## EXERCISE TASK
How many lines in the records below contain the word "Draw"? Reply with the number alone.

## TASK INPUT
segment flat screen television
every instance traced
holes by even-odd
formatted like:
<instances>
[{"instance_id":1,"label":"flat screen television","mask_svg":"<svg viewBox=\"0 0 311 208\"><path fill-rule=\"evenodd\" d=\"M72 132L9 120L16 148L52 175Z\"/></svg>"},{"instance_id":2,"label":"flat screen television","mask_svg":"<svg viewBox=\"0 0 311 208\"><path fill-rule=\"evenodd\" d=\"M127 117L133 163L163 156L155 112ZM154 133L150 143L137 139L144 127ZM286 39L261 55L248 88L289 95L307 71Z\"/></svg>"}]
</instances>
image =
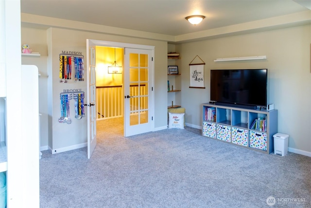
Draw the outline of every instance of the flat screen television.
<instances>
[{"instance_id":1,"label":"flat screen television","mask_svg":"<svg viewBox=\"0 0 311 208\"><path fill-rule=\"evenodd\" d=\"M210 70L210 100L234 106L267 106L267 69Z\"/></svg>"}]
</instances>

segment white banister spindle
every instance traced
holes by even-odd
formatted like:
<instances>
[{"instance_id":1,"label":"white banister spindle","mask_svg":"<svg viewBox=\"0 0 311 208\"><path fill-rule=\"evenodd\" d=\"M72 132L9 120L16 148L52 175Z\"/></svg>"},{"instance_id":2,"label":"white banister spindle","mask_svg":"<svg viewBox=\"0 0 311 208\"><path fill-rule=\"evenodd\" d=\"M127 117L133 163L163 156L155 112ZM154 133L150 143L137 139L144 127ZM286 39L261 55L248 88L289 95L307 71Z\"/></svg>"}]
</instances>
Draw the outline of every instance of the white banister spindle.
<instances>
[{"instance_id":1,"label":"white banister spindle","mask_svg":"<svg viewBox=\"0 0 311 208\"><path fill-rule=\"evenodd\" d=\"M124 99L122 90L121 86L97 88L98 120L123 116ZM146 100L146 90L144 86L130 87L130 95L134 97L130 98L131 111L147 108L146 105L148 102ZM139 94L141 97L138 98L138 96Z\"/></svg>"}]
</instances>

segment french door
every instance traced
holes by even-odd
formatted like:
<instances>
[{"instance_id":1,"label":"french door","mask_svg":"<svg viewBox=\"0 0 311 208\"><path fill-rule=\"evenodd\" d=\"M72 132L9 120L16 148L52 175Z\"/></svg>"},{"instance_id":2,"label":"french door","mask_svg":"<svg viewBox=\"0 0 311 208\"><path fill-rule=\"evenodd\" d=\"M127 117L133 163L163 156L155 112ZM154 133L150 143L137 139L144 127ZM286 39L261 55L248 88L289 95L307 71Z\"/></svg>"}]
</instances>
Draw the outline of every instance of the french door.
<instances>
[{"instance_id":1,"label":"french door","mask_svg":"<svg viewBox=\"0 0 311 208\"><path fill-rule=\"evenodd\" d=\"M96 146L96 79L95 45L86 41L88 57L87 61L87 158L92 156Z\"/></svg>"},{"instance_id":2,"label":"french door","mask_svg":"<svg viewBox=\"0 0 311 208\"><path fill-rule=\"evenodd\" d=\"M152 131L152 51L124 49L124 136Z\"/></svg>"}]
</instances>

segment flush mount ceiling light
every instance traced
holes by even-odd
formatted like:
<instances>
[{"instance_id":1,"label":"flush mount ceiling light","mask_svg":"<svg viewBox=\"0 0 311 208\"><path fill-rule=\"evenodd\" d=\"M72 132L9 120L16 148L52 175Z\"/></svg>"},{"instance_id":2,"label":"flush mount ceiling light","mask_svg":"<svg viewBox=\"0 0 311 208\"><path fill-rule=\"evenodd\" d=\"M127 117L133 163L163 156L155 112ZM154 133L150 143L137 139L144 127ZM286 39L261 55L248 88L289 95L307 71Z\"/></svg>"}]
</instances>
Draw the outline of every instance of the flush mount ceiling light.
<instances>
[{"instance_id":1,"label":"flush mount ceiling light","mask_svg":"<svg viewBox=\"0 0 311 208\"><path fill-rule=\"evenodd\" d=\"M108 67L108 74L122 74L122 67L117 64L116 61L116 48L115 48L115 62Z\"/></svg>"},{"instance_id":2,"label":"flush mount ceiling light","mask_svg":"<svg viewBox=\"0 0 311 208\"><path fill-rule=\"evenodd\" d=\"M189 22L192 24L196 25L201 22L204 18L205 18L205 16L203 15L191 15L190 16L186 17L186 19L189 21Z\"/></svg>"}]
</instances>

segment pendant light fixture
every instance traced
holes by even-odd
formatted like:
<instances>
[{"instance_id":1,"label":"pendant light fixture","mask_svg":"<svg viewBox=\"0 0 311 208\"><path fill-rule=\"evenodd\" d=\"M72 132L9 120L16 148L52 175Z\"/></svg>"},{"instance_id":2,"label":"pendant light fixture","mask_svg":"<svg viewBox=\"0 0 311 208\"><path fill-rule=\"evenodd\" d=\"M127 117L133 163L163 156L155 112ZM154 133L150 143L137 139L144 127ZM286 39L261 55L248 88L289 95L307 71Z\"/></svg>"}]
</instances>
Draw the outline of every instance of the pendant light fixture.
<instances>
[{"instance_id":1,"label":"pendant light fixture","mask_svg":"<svg viewBox=\"0 0 311 208\"><path fill-rule=\"evenodd\" d=\"M201 22L204 18L205 18L205 16L203 15L191 15L186 17L186 19L188 20L192 24L196 25Z\"/></svg>"},{"instance_id":2,"label":"pendant light fixture","mask_svg":"<svg viewBox=\"0 0 311 208\"><path fill-rule=\"evenodd\" d=\"M116 61L116 48L115 48L115 62L108 67L108 74L122 74L122 67L117 64Z\"/></svg>"}]
</instances>

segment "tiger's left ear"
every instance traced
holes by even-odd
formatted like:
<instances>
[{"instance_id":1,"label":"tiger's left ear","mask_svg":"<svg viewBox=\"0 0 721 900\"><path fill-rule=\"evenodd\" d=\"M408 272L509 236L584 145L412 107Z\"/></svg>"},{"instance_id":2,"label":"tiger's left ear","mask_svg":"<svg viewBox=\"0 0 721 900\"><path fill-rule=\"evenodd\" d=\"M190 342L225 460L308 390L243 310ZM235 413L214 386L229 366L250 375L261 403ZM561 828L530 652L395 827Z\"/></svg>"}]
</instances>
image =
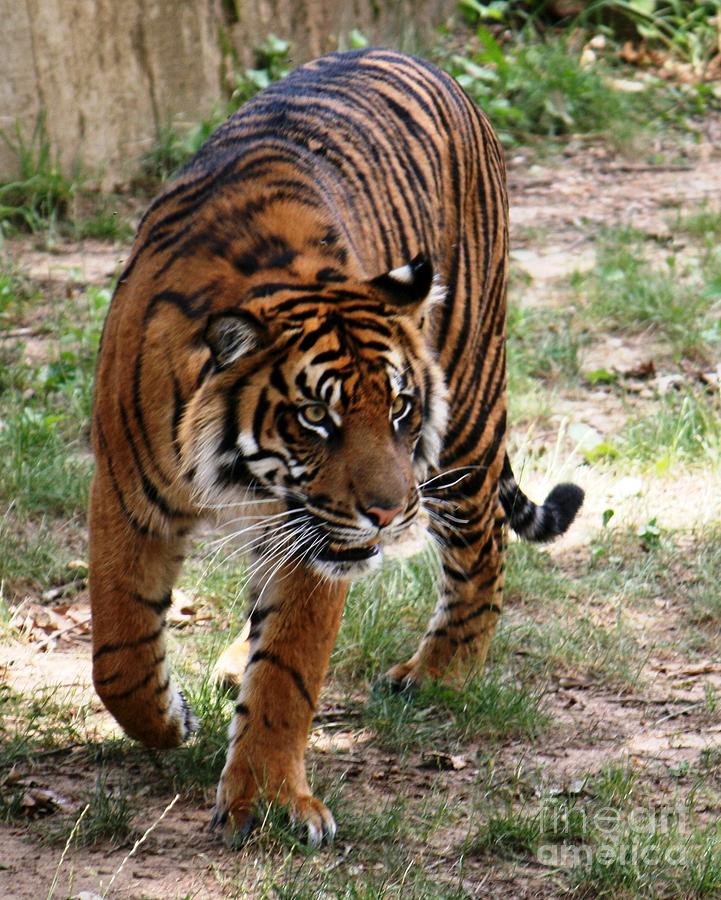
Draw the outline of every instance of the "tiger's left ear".
<instances>
[{"instance_id":1,"label":"tiger's left ear","mask_svg":"<svg viewBox=\"0 0 721 900\"><path fill-rule=\"evenodd\" d=\"M432 293L433 266L419 253L407 265L373 278L371 284L380 288L394 306L417 306Z\"/></svg>"}]
</instances>

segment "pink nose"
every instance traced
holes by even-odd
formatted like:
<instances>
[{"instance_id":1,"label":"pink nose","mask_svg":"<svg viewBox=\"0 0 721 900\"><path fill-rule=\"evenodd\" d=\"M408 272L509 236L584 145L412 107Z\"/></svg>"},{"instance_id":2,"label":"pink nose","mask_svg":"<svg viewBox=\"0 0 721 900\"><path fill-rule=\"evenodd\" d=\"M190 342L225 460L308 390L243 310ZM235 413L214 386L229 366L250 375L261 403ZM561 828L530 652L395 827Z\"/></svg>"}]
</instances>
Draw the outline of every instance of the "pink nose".
<instances>
[{"instance_id":1,"label":"pink nose","mask_svg":"<svg viewBox=\"0 0 721 900\"><path fill-rule=\"evenodd\" d=\"M385 506L369 506L368 509L366 509L366 515L372 519L373 524L377 525L379 528L385 528L387 525L390 525L393 519L402 512L402 506L394 506L392 509L388 509Z\"/></svg>"}]
</instances>

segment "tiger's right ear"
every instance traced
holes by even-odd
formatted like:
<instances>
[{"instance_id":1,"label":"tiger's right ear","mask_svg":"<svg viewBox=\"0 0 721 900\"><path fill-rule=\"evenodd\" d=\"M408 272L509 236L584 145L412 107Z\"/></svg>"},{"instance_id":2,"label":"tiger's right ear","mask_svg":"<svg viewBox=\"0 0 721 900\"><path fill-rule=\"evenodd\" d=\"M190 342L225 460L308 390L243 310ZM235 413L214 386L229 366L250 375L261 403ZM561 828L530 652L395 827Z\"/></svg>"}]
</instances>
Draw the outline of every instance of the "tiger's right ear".
<instances>
[{"instance_id":1,"label":"tiger's right ear","mask_svg":"<svg viewBox=\"0 0 721 900\"><path fill-rule=\"evenodd\" d=\"M248 313L218 313L208 319L203 340L210 347L217 368L224 369L263 346L263 328Z\"/></svg>"}]
</instances>

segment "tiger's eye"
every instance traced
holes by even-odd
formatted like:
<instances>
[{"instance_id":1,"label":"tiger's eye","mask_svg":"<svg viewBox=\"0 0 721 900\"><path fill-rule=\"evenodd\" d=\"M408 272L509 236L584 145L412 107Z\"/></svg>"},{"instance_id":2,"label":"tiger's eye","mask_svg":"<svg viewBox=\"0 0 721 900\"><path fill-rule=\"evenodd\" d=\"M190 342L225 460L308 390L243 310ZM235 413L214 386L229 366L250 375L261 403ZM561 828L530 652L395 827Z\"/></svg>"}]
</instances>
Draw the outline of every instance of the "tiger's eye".
<instances>
[{"instance_id":1,"label":"tiger's eye","mask_svg":"<svg viewBox=\"0 0 721 900\"><path fill-rule=\"evenodd\" d=\"M328 412L322 403L309 403L301 410L303 418L311 425L320 425L320 423L328 415Z\"/></svg>"},{"instance_id":2,"label":"tiger's eye","mask_svg":"<svg viewBox=\"0 0 721 900\"><path fill-rule=\"evenodd\" d=\"M396 399L391 404L391 415L394 419L397 419L398 416L403 415L403 413L408 408L408 398L404 397L403 394L399 394Z\"/></svg>"}]
</instances>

## FINISHED EXERCISE
9